— START OF Document extract —

This is a custom Spark data source for connecting to Aveva's Pi Web API. It was created using the Python data source API which was made available as of Spark 4.0.0 and requires at least Spark 4.0.0.
Currently, only batch read is implemented.
pip install pyspark-pifrom pispark_pi import PiDataSource
spark = SparkSession.builder.getOrCreate()
spark.dataSource.register(PiDataSource)
connection_info = {
"host": "https://example.com",
"authMethod": "basic",
"username": "username",
"password": "password",
"server": "name_of_data_archive_server"
}
df = spark.read.format("pi").options(
**connection_info,
requestType="recorded",
startTime="1970-01-01T00:00:00Z",
endTime="1970-01-02T00:00:00Z"
).load("a.pi.point.name")
# Or, for more than one point:
points = ["a.pi.point.name", "another.pi.point.name"]
.load(points)Either a single point name or a list of multiple point names can be provided to load.
All points in a single read call must be of the same PointType.
Currently, only retrieves string values for Digital pointTypes.
Additional options can be defined using the option/options functions.
Most options line up exactly with the query parameters passed to the get recorded, get interpolated, and get summary endpoints of the web API. Additional options are also defined for connection details, authentication, selecting which type of request to send, and working with the web API's rate limit (elaborated on below).
| Option | Description | Possible Values | Default Value |
|---|---|---|---|
| host | The url of the web API server. | n/a | None |
| authMethod | The authentication method to use. | anonymous, basic, kerberos, bearer | None |
| username | The username to use when basic auth is selected. | n/a | None |
| password | The password to use when basic auth is selected. | n/a | None |
| token | The token to use when bearer auth is selected. | n/a | None |
| verify | Whether or not to verify SSL certificates. | true, false | true |
| server | The name of the data archive server to use. | n/a | None |
| requestType | The type of request to send. | recorded, interpolated, summary | None |
| startTime | The start time of the window for which to retrieve data. | n/a | None |
| endTime | The end time of the window for which to retrieve data. | n/a | None |
| desiredUnits | The name or abbreviation of the desired units of measure for the returned value. | n/a | None |
| filterExpression | A string containing a filter expression. | n/a | None |
| includeFilteredValues | Specify 'true' to indicate that values which fail the filter criteria are present in the returned data. | true, false | false |
| timezone | The time zone with which the time strings will be interpreted. | n/a | None |
| maxCount | The maximum number of values to be returned. This is the only option for which I have changed the default value from what's default with the web API normally. The normal default is 1000. | n/a | 150000 |
| boundaryType | An optional value that determines how the times and values of the returned end points are determined. | inside, outside, interpolated | inside |
| syncTime | An optional start time anchor, in AFTime format. | n/a | None |
| syncTimeBoundaryType | An optional string specifying the boundary type to use when applying a syncTime. | inside, outside | inside |
| interval | The sampling interval, in AFTimeSpan format. | n/a | 1h |
| summaryType | Specifies the kind of summary to produce over the range. | total, average, minimum, maximum, range, stddev, populationstddev, count, percentgood | total |
| calculationBasis | Specifies the method of evaluating the data over the time range. | timeweighted, eventweighted, timeweightedcontinuous, timeweighteddiscrete, eventweightedexcludemostrecentevent, eventweightedexcludeearliestevent, eventweightedincludebothends | timeweighted |
| timeType | Specifies how to calculate the timestamp for each interval. | auto, earliesttime, mostrecenttime, | auto |
| summaryDuration | The duration of each summary interval. | n/a | None |
| sampleType | Defines the evaluation of an expression over a time range. | expressionrecordedvalues, interval | expressionrecordedvalues |
| sampleInterval | When the sampleType is Interval, sampleInterval specifies how often the filter expression is evaluated when computing the summary for an interval. | n/a | None |
| rateLimitDuration | A duration of time, in seconds, in which a client (IP address) is limited to a specific number of requests. | n/a | 1 |
| rateLimitMaxRequests | Maximum number of requests per client (IP address) over a specified duration of time. | n/a | 1000 |
| maxReturnedItemsPerCall | Each web request returns a single item or collection of items; this property limits the maximum number of returned items; it affects the Stream and StreamSet controllers, as well as any action for any controller that contains a maxCount URL parameter. | n/a | 150000 |
Unlike many other Spark data sources, when this "infers" the schema, it's actually just asking Pi, "What are the PointTypes for these points?" So the "inferred" schema will always be correct. Additionally, when the schema is not inferred, that exact same request still needs to be sent anyway because the same request that gets the point types also gets the web IDs, which are needed later.

— END OF Document extract —
— START OF Extracted material —

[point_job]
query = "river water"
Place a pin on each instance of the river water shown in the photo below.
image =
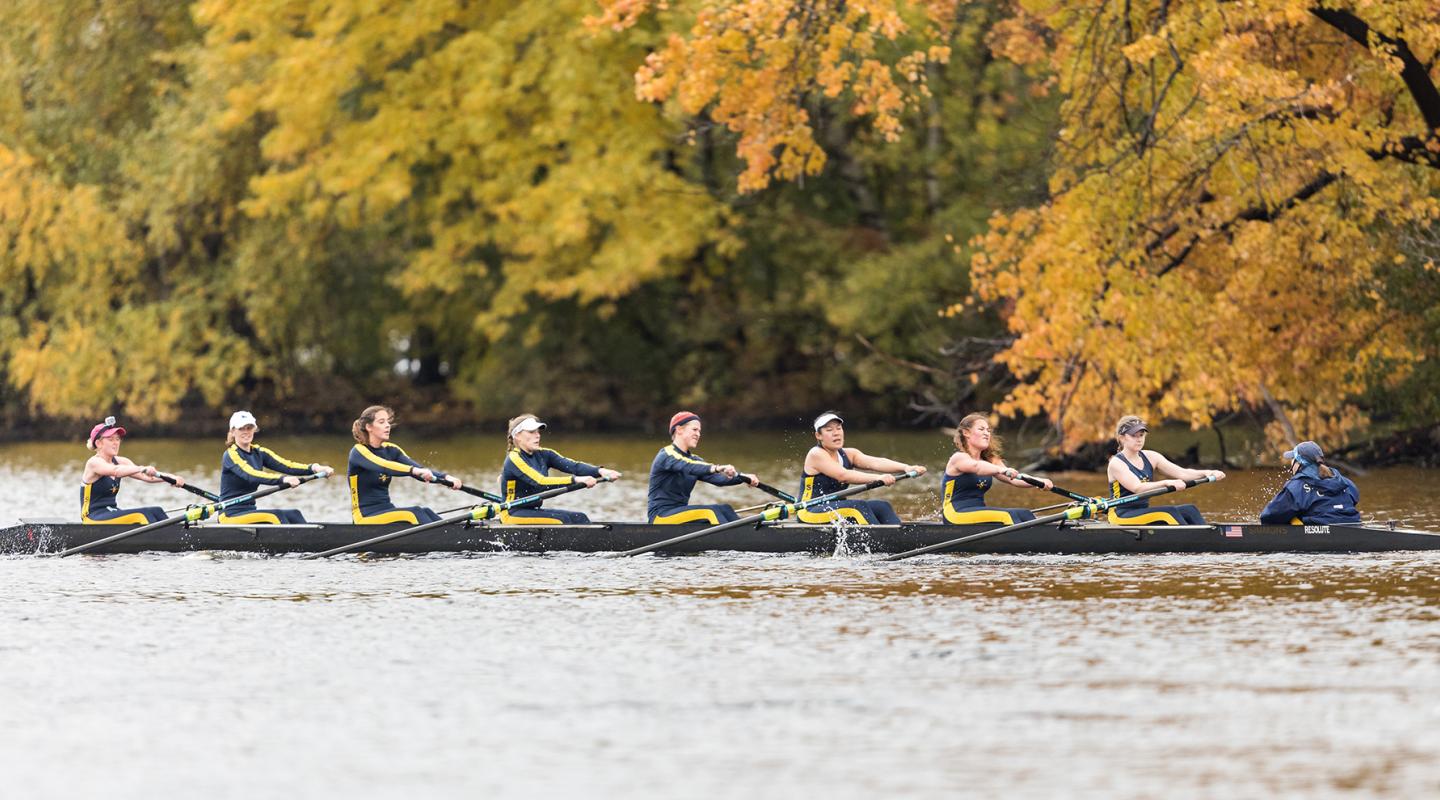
(719, 675)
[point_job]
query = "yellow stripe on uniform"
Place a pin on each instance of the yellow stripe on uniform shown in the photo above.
(506, 518)
(234, 453)
(386, 517)
(818, 518)
(674, 453)
(386, 464)
(137, 518)
(282, 459)
(971, 517)
(977, 517)
(1151, 518)
(689, 515)
(249, 518)
(534, 474)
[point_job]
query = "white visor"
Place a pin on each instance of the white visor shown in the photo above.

— END OF Extracted material —

*Task requirements:*
- A) In the Pi Web API data source text, what default value does the maxCount option use, and what is the web API's normal default for it?
- B) Condense the paragraph of the Pi Web API data source text that begins "Unlike many other Spark data sources," keeping its main facts.
- C) Carry the Pi Web API data source text forward from its final sentence.

*In response:*
- A) The maxCount option defaults to 150000, while the web API's normal default is 1000.

- B) Instead of truly inferring a schema, the source asks Pi for the PointTypes of the requested points, so the schema it produces is always correct. The same request is sent even when the schema is not inferred, because it also retrieves the web IDs needed later.

- C)
For both of these reasons, I recommend just using schema inference unless you're concerned that the points might not have been configured as you'd expect. You can still pass a schema if you'd like, though; it needs to match this:
schema = StructType([
StructField("point", StringType(), nullable=False),
StructField("timestamp", TimestampType(), nullable=False),
StructField("value", <Pyspark type matching whatever the PointType is>, nullable=True),
StructField("units_abbreviation", StringType(), nullable=True),
StructField("good", BooleanType(), nullable=True),
StructField("questionable", BooleanType(), nullable=True),
StructField("substituted", BooleanType(), nullable=True),
StructField("annotated", BooleanType(), nullable=True),
])There's also a helper function which will return the above schema given whatever type you expect as an argument:
from pyspark_pi import result_schema
schema = result_schema(str)
# Or:
from pyspark.sql.types import StringType
schema = result_schema(StringType())The Pi Web API has a per-user rate limit which is configurable using the configuration properties RateLimitDuration, RateLimitMaxRequests, and MaxReturnedValuesPerCall. There are also separate limits for search requests, but these shouldn't ever be hit by this connector.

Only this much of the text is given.